■ **Required work**
Substitute "give the location" for every occurrence of "report the position" in the rows below and write all of them out again with nothing else changed.

»»

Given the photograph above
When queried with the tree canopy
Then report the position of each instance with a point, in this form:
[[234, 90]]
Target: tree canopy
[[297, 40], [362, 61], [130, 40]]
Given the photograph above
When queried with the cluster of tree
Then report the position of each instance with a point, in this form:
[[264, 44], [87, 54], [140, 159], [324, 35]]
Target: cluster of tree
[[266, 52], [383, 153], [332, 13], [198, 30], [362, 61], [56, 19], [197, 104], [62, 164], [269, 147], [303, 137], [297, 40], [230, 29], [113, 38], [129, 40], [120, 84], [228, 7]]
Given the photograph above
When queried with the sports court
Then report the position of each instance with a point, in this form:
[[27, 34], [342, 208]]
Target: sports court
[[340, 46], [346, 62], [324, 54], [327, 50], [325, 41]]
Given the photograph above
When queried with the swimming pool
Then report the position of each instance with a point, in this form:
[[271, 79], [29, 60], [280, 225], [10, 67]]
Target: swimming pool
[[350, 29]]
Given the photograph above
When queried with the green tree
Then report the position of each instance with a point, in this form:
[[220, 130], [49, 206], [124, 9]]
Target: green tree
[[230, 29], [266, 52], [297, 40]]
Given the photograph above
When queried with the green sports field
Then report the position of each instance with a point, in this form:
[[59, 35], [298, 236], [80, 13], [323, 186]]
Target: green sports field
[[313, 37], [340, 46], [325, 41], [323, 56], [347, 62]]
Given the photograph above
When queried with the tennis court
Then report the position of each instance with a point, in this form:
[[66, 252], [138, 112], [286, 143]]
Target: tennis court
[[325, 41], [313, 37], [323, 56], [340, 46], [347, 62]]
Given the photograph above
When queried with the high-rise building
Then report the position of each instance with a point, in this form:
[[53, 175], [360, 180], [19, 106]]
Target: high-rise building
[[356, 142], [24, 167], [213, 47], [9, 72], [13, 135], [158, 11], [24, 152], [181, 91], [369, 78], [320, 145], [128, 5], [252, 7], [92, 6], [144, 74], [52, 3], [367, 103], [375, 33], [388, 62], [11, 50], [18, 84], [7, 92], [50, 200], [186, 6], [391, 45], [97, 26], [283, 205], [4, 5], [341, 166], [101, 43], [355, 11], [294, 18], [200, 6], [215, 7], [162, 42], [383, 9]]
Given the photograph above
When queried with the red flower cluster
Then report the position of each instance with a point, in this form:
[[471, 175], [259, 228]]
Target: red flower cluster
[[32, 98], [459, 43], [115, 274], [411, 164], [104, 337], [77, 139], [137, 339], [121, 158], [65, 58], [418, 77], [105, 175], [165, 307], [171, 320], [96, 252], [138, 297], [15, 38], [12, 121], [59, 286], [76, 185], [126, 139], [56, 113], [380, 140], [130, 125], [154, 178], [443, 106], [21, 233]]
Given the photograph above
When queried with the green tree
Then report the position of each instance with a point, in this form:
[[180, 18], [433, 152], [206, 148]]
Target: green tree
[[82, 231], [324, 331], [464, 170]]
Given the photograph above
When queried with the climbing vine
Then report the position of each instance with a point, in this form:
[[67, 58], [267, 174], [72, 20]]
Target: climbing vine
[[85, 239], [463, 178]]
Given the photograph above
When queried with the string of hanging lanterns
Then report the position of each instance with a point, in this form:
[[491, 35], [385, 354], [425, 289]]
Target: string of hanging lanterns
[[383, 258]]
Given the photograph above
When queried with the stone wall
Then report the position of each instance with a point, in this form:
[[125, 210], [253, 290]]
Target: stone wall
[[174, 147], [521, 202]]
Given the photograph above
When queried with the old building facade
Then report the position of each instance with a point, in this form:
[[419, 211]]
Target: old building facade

««

■ **Right answer**
Given the photograph above
When queried with the tree canopy
Then give the location of each instance with a point, in this form:
[[234, 90]]
Target: tree canopy
[[297, 40], [362, 61], [130, 40]]
Given the photograph above
When queried with the cluster of tree
Then give the location of each instance with a point, in this form:
[[264, 44], [87, 54], [140, 159], [324, 35]]
Target: cluster of tree
[[266, 52], [383, 153], [332, 13], [198, 30], [362, 61], [56, 19], [197, 104], [62, 164], [269, 147], [303, 137], [297, 40], [230, 29], [113, 38], [129, 40], [120, 84], [228, 7]]
Given the photograph above
When queried with the sports court
Then give the location of each instance with a point, in this form:
[[27, 34], [342, 208]]
Target: sports court
[[340, 46], [346, 62], [324, 54], [327, 50], [325, 41]]
Given the photograph above
When queried with the swimming pool
Then give the location of each instance with a point, in this form:
[[271, 79], [29, 60], [280, 225], [10, 67]]
Target: swimming pool
[[350, 29]]
Given the photograph above
When queried with the green tree
Then give the location of each instance with a point, in this form:
[[220, 130], [49, 206], [124, 9]]
Target: green tree
[[230, 29], [266, 52], [297, 40]]
Given the photograph above
When queried with the green sports field
Then give the location of each instance with a point, in this form:
[[59, 35], [298, 236], [80, 13], [323, 186]]
Target: green sports field
[[313, 37], [340, 46], [325, 41], [323, 56], [347, 62]]
Given the photograph above
When queried with the tennis court
Then give the location of each instance with a point, in this form:
[[66, 252], [138, 112], [286, 143]]
Target: tennis court
[[325, 41], [313, 37], [323, 56], [340, 46], [347, 62]]
Given the photograph above
When queried with the high-rise building
Then give the location of each instance with a point, in this form:
[[53, 175], [360, 180], [19, 106]]
Target: high-rise building
[[356, 142], [24, 167], [213, 47], [9, 72], [13, 135], [158, 11], [24, 152], [181, 91], [369, 78], [320, 145], [128, 5], [252, 7], [92, 6], [144, 74], [52, 3], [367, 103], [375, 33], [388, 62], [11, 50], [18, 84], [7, 92], [50, 200], [186, 6], [391, 45], [97, 26], [283, 205], [4, 5], [341, 166], [101, 43], [355, 11], [294, 18], [200, 6], [215, 7], [162, 42], [383, 9]]
Given the photograph above
When queried with the red flower cluster
Then give the location of each instance with a point, in this form:
[[471, 175], [259, 228]]
Target: red flower cluster
[[32, 98], [459, 43], [115, 274], [411, 164], [104, 337], [77, 139], [137, 339], [121, 158], [65, 58], [418, 77], [105, 175], [165, 307], [171, 320], [96, 252], [138, 297], [15, 38], [12, 121], [59, 286], [76, 185], [126, 139], [56, 113], [380, 140], [130, 125], [154, 178], [443, 106], [21, 233]]
Given the photograph above
When queried with the green tree
Then give the location of each instance with a point, in this form:
[[180, 18], [433, 152], [206, 148]]
Target: green tree
[[82, 231], [324, 331], [464, 170]]
Given the photograph above
When queried with the climbing vine
Then give the location of each instance with a point, in this form:
[[67, 58], [267, 174], [72, 20]]
Target: climbing vine
[[85, 239], [463, 178]]
Given the photograph above
When queried with the string of hanging lanterns
Then give the location of each instance with a point, in this form:
[[491, 35], [385, 354], [425, 289]]
Target: string of hanging lanterns
[[383, 258]]
Given the photograph above
When queried with the stone wall
Then give the location of each instance with a point, in this form:
[[125, 210], [253, 290]]
Target: stone wall
[[174, 147], [521, 202]]
Given the photograph above
When queried with the old building facade
Then give the location of each instance with a point, in this form:
[[419, 211]]
Target: old building facade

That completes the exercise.